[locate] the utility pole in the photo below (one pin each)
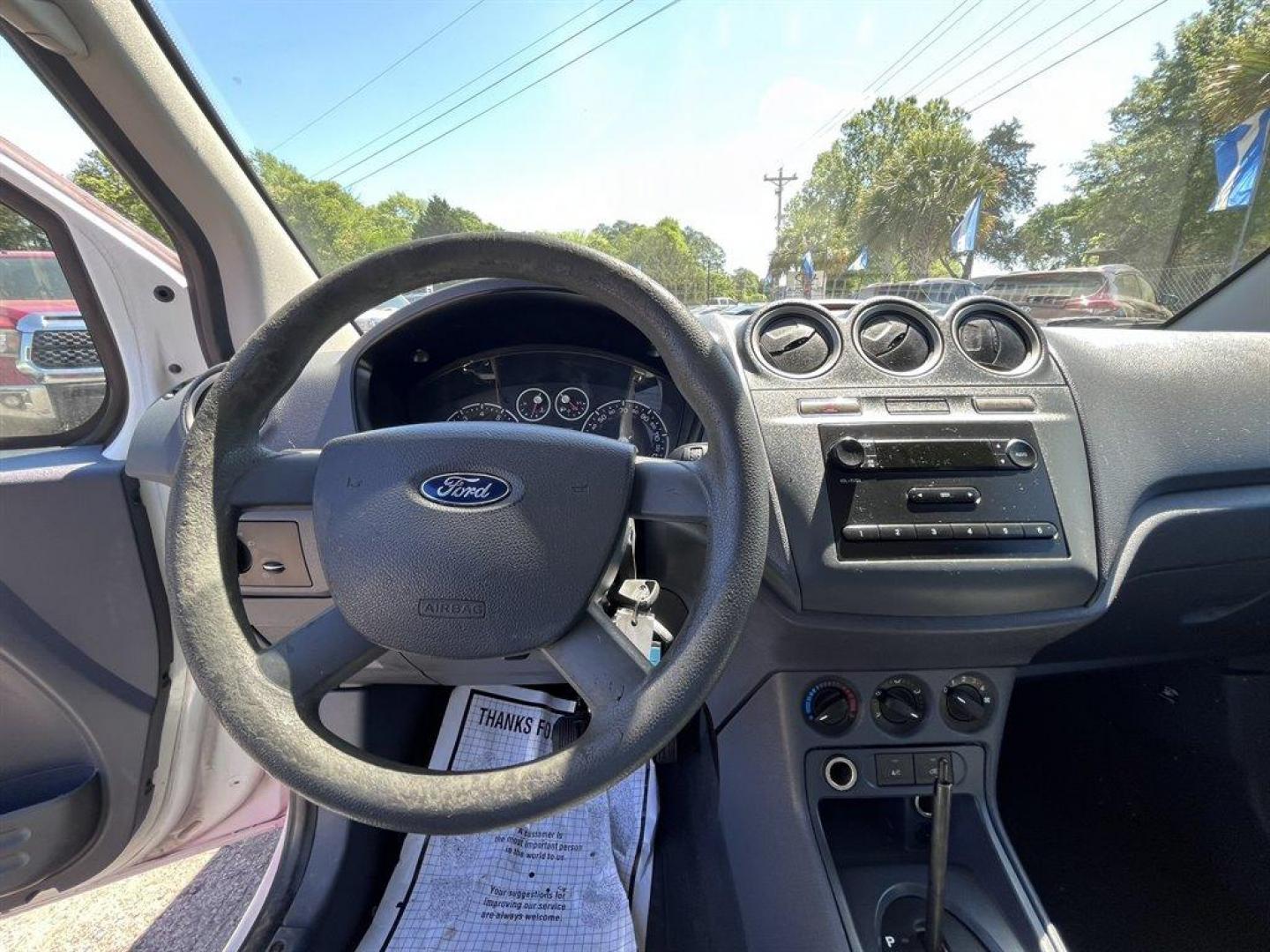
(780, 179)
-=-=-
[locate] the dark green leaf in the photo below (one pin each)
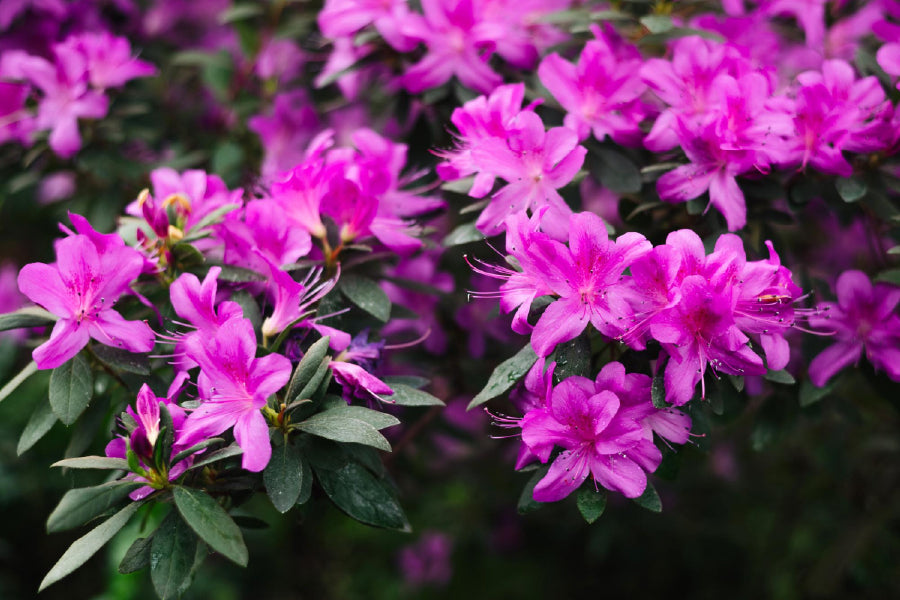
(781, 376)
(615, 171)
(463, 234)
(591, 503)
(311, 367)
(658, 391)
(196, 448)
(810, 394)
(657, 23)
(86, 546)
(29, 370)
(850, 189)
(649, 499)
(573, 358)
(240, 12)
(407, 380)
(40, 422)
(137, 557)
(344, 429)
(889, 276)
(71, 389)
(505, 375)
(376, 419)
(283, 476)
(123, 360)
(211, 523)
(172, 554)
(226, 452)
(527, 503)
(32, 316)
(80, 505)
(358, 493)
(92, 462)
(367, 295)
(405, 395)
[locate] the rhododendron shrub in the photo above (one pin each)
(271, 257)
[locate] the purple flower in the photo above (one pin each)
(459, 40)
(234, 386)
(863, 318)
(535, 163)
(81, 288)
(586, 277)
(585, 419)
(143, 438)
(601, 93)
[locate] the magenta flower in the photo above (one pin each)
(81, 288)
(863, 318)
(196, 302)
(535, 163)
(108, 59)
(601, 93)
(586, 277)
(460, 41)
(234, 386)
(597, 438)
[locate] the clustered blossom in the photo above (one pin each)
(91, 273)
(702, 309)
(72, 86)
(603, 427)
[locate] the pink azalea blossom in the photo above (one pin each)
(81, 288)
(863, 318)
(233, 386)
-=-=-
REQUIRED TASK: Pull out every line of the listing that contains the string "photo", matching case exactly.

COMPLETE ANSWER:
[locate] the utility pole in the photo below (one pin each)
[locate] the dark green leaf in the photo below (one pin each)
[locate] the rhododendron shrub in the photo above (one pin each)
[locate] the purple flower in the photo above (one pin each)
[locate] the magenta flower in the photo above (one pin each)
[locate] the clustered blossom in the photo above (one pin each)
[locate] the pink azalea blossom in the photo above (one pin each)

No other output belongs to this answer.